- **TASK INSTRUCTIONS**:
Would you output, exactly as written, the line with "point: weathered fence board" and all lines after it to the end of the data below, and no others?

- **EXCERPTED RECORDS**:
========

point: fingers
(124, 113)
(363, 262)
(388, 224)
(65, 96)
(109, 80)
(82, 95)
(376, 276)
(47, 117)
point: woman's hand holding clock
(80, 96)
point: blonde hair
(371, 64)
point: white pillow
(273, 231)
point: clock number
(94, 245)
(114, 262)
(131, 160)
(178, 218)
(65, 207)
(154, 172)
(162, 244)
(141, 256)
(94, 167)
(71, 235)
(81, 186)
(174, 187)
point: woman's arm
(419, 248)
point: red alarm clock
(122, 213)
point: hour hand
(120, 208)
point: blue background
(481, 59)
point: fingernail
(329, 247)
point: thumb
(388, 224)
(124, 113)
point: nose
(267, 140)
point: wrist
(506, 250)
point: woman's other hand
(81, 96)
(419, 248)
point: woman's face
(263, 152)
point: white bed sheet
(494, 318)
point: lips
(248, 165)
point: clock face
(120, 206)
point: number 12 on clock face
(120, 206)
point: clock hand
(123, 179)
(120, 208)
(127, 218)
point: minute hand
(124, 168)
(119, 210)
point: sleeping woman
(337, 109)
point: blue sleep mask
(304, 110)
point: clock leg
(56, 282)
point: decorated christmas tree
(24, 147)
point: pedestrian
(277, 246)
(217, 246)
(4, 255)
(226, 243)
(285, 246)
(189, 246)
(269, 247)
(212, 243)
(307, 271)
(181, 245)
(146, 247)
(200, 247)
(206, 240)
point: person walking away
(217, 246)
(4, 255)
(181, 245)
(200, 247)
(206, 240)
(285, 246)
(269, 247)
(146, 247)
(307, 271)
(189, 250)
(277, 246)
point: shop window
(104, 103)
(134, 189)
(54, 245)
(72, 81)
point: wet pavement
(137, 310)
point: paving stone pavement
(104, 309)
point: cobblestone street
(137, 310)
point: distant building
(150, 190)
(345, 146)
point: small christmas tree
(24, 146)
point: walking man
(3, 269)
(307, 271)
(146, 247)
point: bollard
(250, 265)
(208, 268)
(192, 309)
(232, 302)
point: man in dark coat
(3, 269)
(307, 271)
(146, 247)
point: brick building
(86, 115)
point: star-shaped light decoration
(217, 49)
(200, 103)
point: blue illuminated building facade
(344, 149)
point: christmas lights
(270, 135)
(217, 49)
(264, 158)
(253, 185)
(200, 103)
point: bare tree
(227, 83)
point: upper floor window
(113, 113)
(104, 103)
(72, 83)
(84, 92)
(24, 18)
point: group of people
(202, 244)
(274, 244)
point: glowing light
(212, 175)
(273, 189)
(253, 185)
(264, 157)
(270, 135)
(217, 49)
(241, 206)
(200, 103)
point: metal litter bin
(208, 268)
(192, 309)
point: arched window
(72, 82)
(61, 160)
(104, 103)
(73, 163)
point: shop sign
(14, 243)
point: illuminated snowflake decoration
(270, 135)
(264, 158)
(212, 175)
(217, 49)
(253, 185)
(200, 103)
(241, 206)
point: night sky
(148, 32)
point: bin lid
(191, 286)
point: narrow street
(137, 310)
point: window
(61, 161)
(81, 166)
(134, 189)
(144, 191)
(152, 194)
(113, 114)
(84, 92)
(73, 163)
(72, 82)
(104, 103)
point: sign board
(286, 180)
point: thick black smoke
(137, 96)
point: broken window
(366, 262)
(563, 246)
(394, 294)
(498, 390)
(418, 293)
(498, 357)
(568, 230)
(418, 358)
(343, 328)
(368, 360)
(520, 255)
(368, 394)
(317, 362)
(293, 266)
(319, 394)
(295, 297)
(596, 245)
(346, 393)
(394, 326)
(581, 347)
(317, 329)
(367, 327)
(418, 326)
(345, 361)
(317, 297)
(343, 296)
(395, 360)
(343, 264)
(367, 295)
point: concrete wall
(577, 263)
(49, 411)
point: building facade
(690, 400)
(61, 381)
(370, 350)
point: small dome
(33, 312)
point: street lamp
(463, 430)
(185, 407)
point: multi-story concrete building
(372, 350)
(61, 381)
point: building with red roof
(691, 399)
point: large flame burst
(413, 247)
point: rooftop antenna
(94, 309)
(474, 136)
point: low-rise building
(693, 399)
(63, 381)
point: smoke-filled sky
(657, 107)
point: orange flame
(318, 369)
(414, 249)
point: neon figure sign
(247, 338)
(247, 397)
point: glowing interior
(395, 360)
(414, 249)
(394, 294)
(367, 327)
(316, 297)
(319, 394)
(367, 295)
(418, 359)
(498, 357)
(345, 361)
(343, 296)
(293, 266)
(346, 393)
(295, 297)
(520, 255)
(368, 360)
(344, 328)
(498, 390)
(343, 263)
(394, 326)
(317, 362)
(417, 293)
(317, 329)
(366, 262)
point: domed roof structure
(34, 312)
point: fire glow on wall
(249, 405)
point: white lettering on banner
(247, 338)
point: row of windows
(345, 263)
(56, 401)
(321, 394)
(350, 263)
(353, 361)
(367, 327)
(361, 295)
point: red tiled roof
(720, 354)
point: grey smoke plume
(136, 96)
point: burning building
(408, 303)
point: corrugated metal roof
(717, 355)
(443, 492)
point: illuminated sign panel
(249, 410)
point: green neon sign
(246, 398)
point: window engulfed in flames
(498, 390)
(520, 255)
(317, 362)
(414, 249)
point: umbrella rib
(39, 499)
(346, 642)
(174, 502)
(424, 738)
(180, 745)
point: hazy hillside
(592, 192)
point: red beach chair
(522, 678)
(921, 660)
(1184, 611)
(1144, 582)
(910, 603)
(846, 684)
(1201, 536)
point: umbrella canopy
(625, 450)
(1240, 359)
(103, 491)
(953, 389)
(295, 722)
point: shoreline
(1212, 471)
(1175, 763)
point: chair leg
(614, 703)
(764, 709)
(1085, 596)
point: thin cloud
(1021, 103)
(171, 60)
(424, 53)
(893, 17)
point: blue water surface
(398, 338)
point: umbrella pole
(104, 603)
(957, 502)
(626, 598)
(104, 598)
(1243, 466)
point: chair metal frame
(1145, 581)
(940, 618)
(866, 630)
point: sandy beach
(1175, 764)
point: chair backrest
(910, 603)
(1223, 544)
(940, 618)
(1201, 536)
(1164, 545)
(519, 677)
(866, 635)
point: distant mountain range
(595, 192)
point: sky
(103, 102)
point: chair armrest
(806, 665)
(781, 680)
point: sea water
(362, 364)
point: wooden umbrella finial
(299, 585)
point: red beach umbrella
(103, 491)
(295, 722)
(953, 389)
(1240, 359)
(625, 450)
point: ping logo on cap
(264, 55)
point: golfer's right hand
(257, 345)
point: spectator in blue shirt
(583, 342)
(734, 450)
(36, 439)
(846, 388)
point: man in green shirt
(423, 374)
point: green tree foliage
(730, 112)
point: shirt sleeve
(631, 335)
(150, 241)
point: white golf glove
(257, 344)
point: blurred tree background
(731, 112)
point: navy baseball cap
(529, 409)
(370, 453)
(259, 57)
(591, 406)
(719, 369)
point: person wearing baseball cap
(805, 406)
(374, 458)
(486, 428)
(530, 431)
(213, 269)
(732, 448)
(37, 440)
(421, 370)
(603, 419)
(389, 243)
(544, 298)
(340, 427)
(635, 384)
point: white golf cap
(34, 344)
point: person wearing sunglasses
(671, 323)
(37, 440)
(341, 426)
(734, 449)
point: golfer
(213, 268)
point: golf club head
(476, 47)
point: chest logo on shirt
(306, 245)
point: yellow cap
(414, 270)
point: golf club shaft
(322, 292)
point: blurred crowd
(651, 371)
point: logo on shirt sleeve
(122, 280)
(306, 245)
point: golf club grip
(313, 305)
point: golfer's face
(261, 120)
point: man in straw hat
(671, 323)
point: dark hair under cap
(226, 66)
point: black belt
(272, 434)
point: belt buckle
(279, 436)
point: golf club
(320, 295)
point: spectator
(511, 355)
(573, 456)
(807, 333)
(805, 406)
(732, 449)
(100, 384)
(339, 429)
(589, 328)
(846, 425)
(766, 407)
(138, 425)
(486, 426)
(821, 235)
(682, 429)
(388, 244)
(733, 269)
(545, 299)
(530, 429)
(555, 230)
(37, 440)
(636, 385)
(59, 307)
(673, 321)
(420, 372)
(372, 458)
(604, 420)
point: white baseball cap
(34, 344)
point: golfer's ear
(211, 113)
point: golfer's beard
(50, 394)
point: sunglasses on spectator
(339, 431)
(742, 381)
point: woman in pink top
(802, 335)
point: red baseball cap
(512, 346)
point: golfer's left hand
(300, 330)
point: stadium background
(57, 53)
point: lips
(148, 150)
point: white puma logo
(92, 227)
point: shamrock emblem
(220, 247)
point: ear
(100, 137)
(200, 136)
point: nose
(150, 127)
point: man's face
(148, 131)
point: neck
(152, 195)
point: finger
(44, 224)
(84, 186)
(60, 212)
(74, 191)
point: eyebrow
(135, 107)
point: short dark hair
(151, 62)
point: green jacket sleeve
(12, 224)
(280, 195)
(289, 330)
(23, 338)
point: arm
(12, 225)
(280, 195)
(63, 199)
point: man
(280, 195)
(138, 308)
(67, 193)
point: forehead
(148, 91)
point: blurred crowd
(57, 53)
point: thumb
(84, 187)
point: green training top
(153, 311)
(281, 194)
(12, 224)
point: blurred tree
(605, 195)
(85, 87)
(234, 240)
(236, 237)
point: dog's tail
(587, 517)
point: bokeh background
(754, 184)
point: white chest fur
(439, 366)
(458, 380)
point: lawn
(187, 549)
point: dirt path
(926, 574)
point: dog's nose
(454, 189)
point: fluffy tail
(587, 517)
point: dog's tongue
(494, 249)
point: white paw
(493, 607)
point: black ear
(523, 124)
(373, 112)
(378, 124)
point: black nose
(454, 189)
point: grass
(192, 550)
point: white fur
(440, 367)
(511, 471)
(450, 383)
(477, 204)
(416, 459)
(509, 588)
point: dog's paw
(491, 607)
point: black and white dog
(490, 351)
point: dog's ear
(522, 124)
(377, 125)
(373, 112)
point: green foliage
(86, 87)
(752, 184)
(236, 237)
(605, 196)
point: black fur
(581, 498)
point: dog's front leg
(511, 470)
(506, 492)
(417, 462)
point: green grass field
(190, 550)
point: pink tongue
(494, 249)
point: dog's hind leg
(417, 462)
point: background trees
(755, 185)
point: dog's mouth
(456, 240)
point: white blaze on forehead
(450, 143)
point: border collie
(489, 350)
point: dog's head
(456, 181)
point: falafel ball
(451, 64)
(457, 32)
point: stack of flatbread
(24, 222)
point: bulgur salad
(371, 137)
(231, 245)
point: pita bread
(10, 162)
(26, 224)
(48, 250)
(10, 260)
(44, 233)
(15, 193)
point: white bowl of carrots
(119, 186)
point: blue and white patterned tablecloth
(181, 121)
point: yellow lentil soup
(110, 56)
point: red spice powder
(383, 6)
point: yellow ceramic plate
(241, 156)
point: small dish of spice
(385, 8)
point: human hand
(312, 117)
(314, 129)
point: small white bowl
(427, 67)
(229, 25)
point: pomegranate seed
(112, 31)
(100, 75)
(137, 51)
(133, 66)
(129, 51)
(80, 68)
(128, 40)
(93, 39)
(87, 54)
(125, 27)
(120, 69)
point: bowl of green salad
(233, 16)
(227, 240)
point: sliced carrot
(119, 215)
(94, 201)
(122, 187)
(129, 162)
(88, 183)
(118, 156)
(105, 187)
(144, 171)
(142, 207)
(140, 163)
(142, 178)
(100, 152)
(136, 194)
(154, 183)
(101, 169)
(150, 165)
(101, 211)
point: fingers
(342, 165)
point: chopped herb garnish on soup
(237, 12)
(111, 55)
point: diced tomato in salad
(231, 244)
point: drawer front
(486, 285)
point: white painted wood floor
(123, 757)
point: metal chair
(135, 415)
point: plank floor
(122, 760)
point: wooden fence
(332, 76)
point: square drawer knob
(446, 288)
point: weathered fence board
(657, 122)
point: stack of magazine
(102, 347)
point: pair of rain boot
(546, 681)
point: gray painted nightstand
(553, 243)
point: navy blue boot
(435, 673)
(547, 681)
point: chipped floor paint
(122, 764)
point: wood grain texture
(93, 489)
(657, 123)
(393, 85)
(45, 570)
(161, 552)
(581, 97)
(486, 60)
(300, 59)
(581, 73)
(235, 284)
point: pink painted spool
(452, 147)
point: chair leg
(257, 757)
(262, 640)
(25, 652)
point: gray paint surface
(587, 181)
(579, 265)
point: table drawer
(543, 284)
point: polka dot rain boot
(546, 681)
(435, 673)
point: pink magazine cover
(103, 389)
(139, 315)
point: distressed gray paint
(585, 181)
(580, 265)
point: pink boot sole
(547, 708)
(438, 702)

========

- **OUTPUT OF THE TASK**:
point: weathered fence board
(657, 122)
point: stack of magazine
(102, 347)
point: pair of rain boot
(546, 681)
point: gray painted nightstand
(553, 243)
point: navy blue boot
(435, 673)
(547, 681)
point: chipped floor paint
(122, 764)
point: wood grain texture
(93, 489)
(657, 123)
(393, 85)
(45, 570)
(161, 552)
(581, 97)
(486, 60)
(300, 59)
(581, 73)
(235, 284)
point: pink painted spool
(452, 147)
point: chair leg
(257, 757)
(262, 640)
(25, 652)
point: gray paint surface
(587, 181)
(579, 265)
point: table drawer
(543, 284)
point: polka dot rain boot
(546, 681)
(435, 673)
point: pink magazine cover
(103, 389)
(139, 315)
point: distressed gray paint
(585, 181)
(580, 265)
point: pink boot sole
(547, 708)
(438, 702)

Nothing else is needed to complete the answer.